Text section -
“Society has a need to hear voices of all kinds.”

How I view the voice actor’s culture/lifestyle today is informed from how I viewed it in the past.

Having been a voice actor for 50 years, I’ve known a time when the culture of the voice actor was founded on being of service to those who requested or required a human voice to be a part of a creative collaboration of communication and the spoken word.  There were a limited number of media outlets and networks that would broadcast these messages, usually to specific audiences, primarily radio, television, film and music. 

The equipment required to do the recordings was extremely expensive and cost prohibitive for the working voice actor to own. Creative professionals and sound engineers worked in fixed locations where the recording studio and television and radio stations had the equipment to record the voice actor.

These circumstances informed the voice actor’s culture of the time, which I found to be respectful, supportive, exceptionally creative and fun, composed of talented professionals who enjoyed creating and communicating. 

Auditions were done at our agents’ offices, in person, which created meaningful friendships along with an extremely fun, creative and supportive environment of face-to-face encounters where people could catch up on each other’s lives.

In general, there were few awards for voice acting performances.  Broadcast ratings, sales generated from advertising and the occasional recognition from an Advertising Association.

Payment came in the form of a salary or SAG-AFTRA check negotiated by an SAG-AFTRA authorized agent

The voice actor’s world today is drastically different from the one I just described.  Technology makes recording equipment easily accessible with broadcast-quality home studios now an industry standard. The speed of communication and connection is lightning-fast with the internet, smart phones, and social media.

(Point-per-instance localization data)
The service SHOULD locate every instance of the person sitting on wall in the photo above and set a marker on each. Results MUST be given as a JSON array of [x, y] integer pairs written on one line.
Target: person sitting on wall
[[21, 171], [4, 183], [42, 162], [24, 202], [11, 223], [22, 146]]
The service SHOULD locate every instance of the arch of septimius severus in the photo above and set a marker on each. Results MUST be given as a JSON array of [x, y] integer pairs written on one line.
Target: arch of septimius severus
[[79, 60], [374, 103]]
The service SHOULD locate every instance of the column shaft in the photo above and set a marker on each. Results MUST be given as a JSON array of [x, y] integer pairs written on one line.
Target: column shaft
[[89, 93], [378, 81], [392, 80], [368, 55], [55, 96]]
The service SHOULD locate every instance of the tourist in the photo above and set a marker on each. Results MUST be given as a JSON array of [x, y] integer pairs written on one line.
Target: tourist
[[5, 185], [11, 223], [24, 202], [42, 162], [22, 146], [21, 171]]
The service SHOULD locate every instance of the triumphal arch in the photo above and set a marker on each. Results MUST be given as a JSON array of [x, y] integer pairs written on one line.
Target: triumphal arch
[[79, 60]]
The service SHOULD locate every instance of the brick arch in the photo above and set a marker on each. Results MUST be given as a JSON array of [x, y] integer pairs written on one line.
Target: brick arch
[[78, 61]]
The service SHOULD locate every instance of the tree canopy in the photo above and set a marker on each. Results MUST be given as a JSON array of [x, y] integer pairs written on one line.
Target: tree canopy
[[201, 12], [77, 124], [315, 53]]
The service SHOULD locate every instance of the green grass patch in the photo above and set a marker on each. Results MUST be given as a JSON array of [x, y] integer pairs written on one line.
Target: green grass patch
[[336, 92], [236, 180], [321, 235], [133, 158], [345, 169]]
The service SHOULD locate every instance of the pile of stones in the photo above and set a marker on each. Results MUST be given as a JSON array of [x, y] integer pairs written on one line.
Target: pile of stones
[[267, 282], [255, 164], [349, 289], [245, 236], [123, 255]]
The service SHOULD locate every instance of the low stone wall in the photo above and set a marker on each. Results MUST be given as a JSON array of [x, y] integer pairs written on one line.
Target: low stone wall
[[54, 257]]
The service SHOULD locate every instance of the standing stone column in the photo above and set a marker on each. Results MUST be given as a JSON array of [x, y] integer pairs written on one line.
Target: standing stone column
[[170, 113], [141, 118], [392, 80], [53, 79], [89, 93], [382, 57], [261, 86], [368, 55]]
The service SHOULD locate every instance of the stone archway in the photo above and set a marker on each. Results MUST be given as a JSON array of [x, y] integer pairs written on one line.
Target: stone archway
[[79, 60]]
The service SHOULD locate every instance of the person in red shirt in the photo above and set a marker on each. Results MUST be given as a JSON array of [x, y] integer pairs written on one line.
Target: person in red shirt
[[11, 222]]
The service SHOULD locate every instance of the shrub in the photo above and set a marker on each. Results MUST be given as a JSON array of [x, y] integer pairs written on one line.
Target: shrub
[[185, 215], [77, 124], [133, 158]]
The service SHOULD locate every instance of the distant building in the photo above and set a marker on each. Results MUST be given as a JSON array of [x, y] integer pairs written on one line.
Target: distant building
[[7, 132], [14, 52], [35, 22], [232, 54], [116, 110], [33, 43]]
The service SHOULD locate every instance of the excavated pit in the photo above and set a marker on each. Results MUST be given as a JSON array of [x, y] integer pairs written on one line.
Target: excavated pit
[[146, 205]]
...
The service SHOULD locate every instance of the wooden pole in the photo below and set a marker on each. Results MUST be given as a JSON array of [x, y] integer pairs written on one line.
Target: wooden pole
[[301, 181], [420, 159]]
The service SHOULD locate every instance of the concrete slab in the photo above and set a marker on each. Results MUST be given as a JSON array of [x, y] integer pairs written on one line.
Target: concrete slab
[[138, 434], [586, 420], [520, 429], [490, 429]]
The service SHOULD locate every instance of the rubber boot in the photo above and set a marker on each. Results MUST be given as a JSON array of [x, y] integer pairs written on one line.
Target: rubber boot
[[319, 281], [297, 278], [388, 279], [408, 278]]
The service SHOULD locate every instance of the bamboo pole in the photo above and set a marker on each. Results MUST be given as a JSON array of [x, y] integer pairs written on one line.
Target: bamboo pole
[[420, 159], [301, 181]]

Exercise prompt -
Turn the paragraph in the voice acting essay that begins "The equipment required to do the recordings" into a short bulleted list that keeps its main facts.

Solution to this problem -
- Recording equipment was extremely expensive, too costly for working voice actors to own.
- Creative professionals and sound engineers worked in fixed locations.
- Recording studios and television and radio stations had the equipment to record voice actors.